**Tasks to perform**
**a)** From the diary entry, extract the passage between "We cats might" and "navigate. Bad move.", inclusive, word for word.
**b)** In the diary entry, list the jobs named right after the words "You know, like".

Monty's Diary, August 2019: Maddie's Scary Adventure
It’s difficult to find time to meow anything on Mum’s blog these days. I’ve been busy. We cats need our sleep, so we only have a few hours per day of wakefulness to fit in all our jobs. You know, like patrolling our territory, keeping the frog population in its place, making sure the local birds understand that we are now in charge around here. It’s quite exhausting, on a hot day, fitting all this in while also remembering to pop indoors from time to time to clean up any scraps left in our food bowls, and have a nice nap somewhere cool.
But there has been an incident recently that you might like to hear about. It concerns Maddie, but I’d imagine she’s too embarrassed to tell you about it herself. I would be, anyway, if I’d got myself into such a ridiculous situation.
One nice afternoon, we were dozing in a shady spot on our patio when suddenly there was a movement on top of the fence just behind us. It was a big bird, sitting on top of our fence, watching us. How dare he! Well, I have to admit, Maddie wakes up a lot faster than me. While I was still opening my eyes and stretching, she was up on her paws and throwing herself up the fence. Obviously the bird scarpered. But this was a part of the fence we don’t normally climb. Too difficult. Too thin. Nothing much to balance on. I could see Maddie was scared she was going to fall off. There was a prickly tree right next to her – no way of getting through that.
‘Jump back down!’ I meowed at her. But instead, she leapt from the fence onto the roof of the house next door! The next-door house, and ours, are what Mum calls bungalows. They don’t have an upstairs, so they’re not very tall houses. But even so, this was quite a leap and I did feel quite surprised at her athleticism, not to mention her energy. I was still half asleep, myself.
Mum was now standing at the fence, watching Maddie, telling her to come down, but it was all too obvious to me now, that Maddie was in trouble. Jumping from a thin fence onto a flat roof is one thing. Jumping back onto the thin fence is something else altogether.
We cats might be nimble (well, some cats are – I’m not sure nimbleness is something I can be bothered to aspire to) – but this looked like a feat too far. Maddie started to pace up and down on the roof, crying. Then she jumped from next-door’s roof onto ours, which is sloping and slippery-looking, so presumably far more tricky to navigate. Bad move.
‘Come down, Maddie!’ Mum said, but Maddie just kept looking at us and crying.
Mum went and got a ladder-thing, put it up next to the fence and climbed up. She held out her arms to Maddie and called her again, but I could see Maddie was too scared to move.
At this point, I realised the time had come for me to get involved. I was the only male around – Dad was out – and my little sister needed me. I was pretty scared myself, but I knew what I had to do. I threw myself at the fence, landing halfway up it. I clung on by my claws for a minute . . . and fell back down in a heap. How embarrassing. Maybe nobody had noticed, though, so I got back up and had another run at it, this time not even managing to get a hold on the fence at all before collapsing.

Point-based annotation data:
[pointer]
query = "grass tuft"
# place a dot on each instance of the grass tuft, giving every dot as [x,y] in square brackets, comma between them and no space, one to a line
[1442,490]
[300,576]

**Results**
**a)**
We cats might be nimble (well, some cats are – I’m not sure nimbleness is something I can be bothered to aspire to) – but this looked like a feat too far. Maddie started to pace up and down on the roof, crying. Then she jumped from next-door’s roof onto ours, which is sloping and slippery-looking, so presumably far more tricky to navigate. Bad move.

**b)**
- Patrolling our territory
- Keeping the frog population in its place
- Making sure the local birds understand that we are now in charge around here